Tous les rapports de l'histoire naturelle et de l'histoire humaine se rompent et on nous dit qu'il n'y a pas de façon de concevoir ce qui se produit en ce moment. Quand on nous parle des changements climatiques mondiaux, de la guerre à la terreur mondiale, de la guerre nucléaire mondiale, mot mondial ou global est utilisé pour dire que c'est inconcevable. Étant donné que ceux qui prétendent au contrôle prétendent aussi que la situation est impensable ou inconcevable, la seule conclusion que nous puissions tirer est que nous avons besoin de notre propre pensée et de notre propre façon de voir le monde, d'un point de vue différent. Et ce point de vue différent vient de la pratique révolutionnaire, qui nous permettra de résoudre la situation à notre avantage, à l'avantage de la classe ouvrière et des peuples. L'ensemble des rapports est quelque chose d'immense, mais pas inconcevable.

Ce point de vue vient de la mise en pratique de l'appel La compréhension requiert un acte de participation consciente de l'individu, l'acte de découvrir. La compréhension n'est pas basée sur le fait de participer ensemble d'une part à des actions, comme à des réunions par exemple, et d'étudier ce que la situation révèle d'autre part. Les individus isolés que nous sommes forcés d'être en l'absence du cadre historique participent à des actions ensemble et étudient ce qui se passe. Il y a une séparation, le facteur humain/conscience sociale est absent.

Tant que vous la voyez séparément, la société qui existe continue de se reproduire.

Les nombreuses façons de se réunir pour participer à l'action, pour étudier, les façons qu'ont les humains de s'unir, finissent avec un élément supérieur et un élément inférieur, l'un supérieur à l'autre. C'est cette séparation qui cause problème. Lorsque nous parlons des êtres humains, nous parlons de l' homo sapiens , non pas de l' homo d'une part et du sapiens de l'autre. Ce n'est pas homo plus sapiens . L'acte de participation consciente, l'acte de découvrir est un tout. C'est la même chose que pour le facteur humain/conscience sociale.

• **Consigne**
Pouvez-vous reprendre le passage du texte qui commence aux mots « Tous les rapports » et s'arrête après « mais pas inconcevable. », en substituant « insaisissable » à « inconcevable » ? Les lignes qui suivent n'ont aucun rôle dans cet exercice.

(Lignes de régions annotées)
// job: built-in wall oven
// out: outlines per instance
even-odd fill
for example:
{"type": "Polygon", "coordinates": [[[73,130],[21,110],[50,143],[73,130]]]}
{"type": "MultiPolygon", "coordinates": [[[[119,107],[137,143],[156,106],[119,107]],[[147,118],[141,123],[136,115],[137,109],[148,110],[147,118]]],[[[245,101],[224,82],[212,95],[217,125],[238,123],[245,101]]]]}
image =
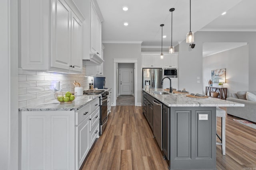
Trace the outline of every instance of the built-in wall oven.
{"type": "Polygon", "coordinates": [[[108,92],[102,93],[100,98],[100,135],[102,135],[107,125],[108,121],[108,92]]]}

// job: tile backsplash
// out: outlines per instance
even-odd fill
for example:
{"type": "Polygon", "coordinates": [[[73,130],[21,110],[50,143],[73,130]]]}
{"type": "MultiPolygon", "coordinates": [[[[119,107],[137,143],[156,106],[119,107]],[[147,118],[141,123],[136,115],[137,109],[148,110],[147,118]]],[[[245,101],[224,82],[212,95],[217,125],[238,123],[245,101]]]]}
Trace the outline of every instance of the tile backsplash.
{"type": "Polygon", "coordinates": [[[86,76],[86,66],[82,74],[68,74],[41,71],[18,69],[19,108],[34,105],[54,99],[54,85],[57,82],[62,84],[62,92],[74,91],[74,81],[79,82],[84,90],[89,89],[89,83],[93,77],[86,76]]]}

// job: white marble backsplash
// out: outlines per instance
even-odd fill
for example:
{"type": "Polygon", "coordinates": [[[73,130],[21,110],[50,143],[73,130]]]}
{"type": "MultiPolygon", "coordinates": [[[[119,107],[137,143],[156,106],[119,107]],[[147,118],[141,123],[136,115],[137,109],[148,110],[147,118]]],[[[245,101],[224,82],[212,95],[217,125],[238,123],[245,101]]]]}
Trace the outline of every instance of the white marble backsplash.
{"type": "MultiPolygon", "coordinates": [[[[57,82],[62,84],[62,92],[74,91],[76,80],[84,90],[89,89],[93,77],[85,76],[86,66],[82,74],[32,71],[18,69],[19,108],[44,103],[54,99],[54,86],[57,82]]],[[[55,92],[61,92],[56,91],[55,92]]]]}

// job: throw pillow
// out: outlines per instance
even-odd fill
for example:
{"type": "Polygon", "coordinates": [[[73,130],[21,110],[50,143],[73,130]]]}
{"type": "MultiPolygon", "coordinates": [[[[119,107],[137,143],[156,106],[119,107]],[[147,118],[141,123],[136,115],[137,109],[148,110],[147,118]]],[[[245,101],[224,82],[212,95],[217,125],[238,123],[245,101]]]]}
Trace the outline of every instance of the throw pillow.
{"type": "Polygon", "coordinates": [[[250,101],[256,102],[256,96],[250,92],[246,92],[246,99],[250,101]]]}
{"type": "Polygon", "coordinates": [[[237,94],[237,97],[238,97],[238,99],[246,100],[246,91],[240,91],[240,92],[237,92],[236,94],[237,94]]]}

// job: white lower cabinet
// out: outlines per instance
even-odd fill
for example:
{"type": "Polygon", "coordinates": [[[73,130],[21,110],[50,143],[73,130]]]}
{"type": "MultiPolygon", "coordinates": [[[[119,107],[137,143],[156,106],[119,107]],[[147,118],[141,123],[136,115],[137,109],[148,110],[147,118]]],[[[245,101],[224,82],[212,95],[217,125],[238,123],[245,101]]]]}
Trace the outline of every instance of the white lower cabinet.
{"type": "Polygon", "coordinates": [[[75,170],[99,137],[99,100],[77,111],[19,113],[20,170],[75,170]]]}
{"type": "Polygon", "coordinates": [[[74,111],[22,111],[22,170],[75,168],[74,111]]]}

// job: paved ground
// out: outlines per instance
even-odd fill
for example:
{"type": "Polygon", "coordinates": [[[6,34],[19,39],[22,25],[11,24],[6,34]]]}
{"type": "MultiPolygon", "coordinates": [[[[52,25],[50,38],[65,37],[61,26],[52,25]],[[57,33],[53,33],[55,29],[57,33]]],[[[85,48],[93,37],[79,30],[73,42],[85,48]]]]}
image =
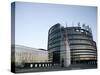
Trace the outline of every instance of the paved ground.
{"type": "Polygon", "coordinates": [[[40,68],[16,68],[16,73],[27,72],[46,72],[46,71],[62,71],[62,70],[79,70],[79,69],[93,69],[97,68],[95,65],[71,65],[70,67],[40,67],[40,68]]]}

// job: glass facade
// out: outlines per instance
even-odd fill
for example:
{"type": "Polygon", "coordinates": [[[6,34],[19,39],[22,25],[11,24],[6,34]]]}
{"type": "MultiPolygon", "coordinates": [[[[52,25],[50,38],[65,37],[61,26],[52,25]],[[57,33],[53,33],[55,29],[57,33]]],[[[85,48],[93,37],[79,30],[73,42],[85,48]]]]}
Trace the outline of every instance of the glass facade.
{"type": "Polygon", "coordinates": [[[15,45],[15,59],[12,58],[12,62],[15,62],[16,66],[26,63],[48,63],[48,51],[15,45]]]}
{"type": "Polygon", "coordinates": [[[48,52],[50,62],[63,66],[97,64],[97,47],[90,28],[64,28],[59,23],[52,26],[48,32],[48,52]]]}

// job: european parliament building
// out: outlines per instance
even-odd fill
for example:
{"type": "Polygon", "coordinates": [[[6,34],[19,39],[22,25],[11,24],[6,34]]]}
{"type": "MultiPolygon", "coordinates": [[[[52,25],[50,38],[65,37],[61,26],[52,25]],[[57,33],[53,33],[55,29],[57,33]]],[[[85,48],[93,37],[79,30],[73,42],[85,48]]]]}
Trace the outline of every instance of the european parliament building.
{"type": "Polygon", "coordinates": [[[48,32],[49,62],[62,67],[70,65],[97,66],[97,47],[92,30],[80,27],[63,27],[57,23],[48,32]]]}

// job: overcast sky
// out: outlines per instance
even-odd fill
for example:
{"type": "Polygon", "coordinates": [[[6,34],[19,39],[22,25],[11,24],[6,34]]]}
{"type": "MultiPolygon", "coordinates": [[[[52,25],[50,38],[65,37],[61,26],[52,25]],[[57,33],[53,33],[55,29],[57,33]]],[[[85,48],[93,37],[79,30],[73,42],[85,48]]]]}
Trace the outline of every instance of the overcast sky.
{"type": "Polygon", "coordinates": [[[89,25],[97,42],[97,8],[61,4],[16,2],[15,43],[47,49],[48,30],[56,23],[62,26],[89,25]],[[73,23],[73,25],[72,25],[73,23]]]}

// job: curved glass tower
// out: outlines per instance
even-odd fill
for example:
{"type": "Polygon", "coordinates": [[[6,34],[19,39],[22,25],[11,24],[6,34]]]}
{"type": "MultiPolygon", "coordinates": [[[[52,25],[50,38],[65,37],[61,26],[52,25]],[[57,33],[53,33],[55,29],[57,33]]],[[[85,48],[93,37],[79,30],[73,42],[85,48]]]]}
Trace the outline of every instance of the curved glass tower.
{"type": "Polygon", "coordinates": [[[96,64],[97,47],[90,28],[66,27],[72,64],[96,64]]]}
{"type": "Polygon", "coordinates": [[[62,67],[97,65],[97,47],[89,26],[63,27],[59,23],[48,32],[49,61],[62,67]]]}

• **Réponse**
Tous les rapports de l'histoire naturelle et de l'histoire humaine se rompent et on nous dit qu'il n'y a pas de façon de concevoir ce qui se produit en ce moment. Quand on nous parle des changements climatiques mondiaux, de la guerre à la terreur mondiale, de la guerre nucléaire mondiale, mot mondial ou global est utilisé pour dire que c'est insaisissable. Étant donné que ceux qui prétendent au contrôle prétendent aussi que la situation est impensable ou insaisissable, la seule conclusion que nous puissions tirer est que nous avons besoin de notre propre pensée et de notre propre façon de voir le monde, d'un point de vue différent. Et ce point de vue différent vient de la pratique révolutionnaire, qui nous permettra de résoudre la situation à notre avantage, à l'avantage de la classe ouvrière et des peuples. L'ensemble des rapports est quelque chose d'immense, mais pas insaisissable.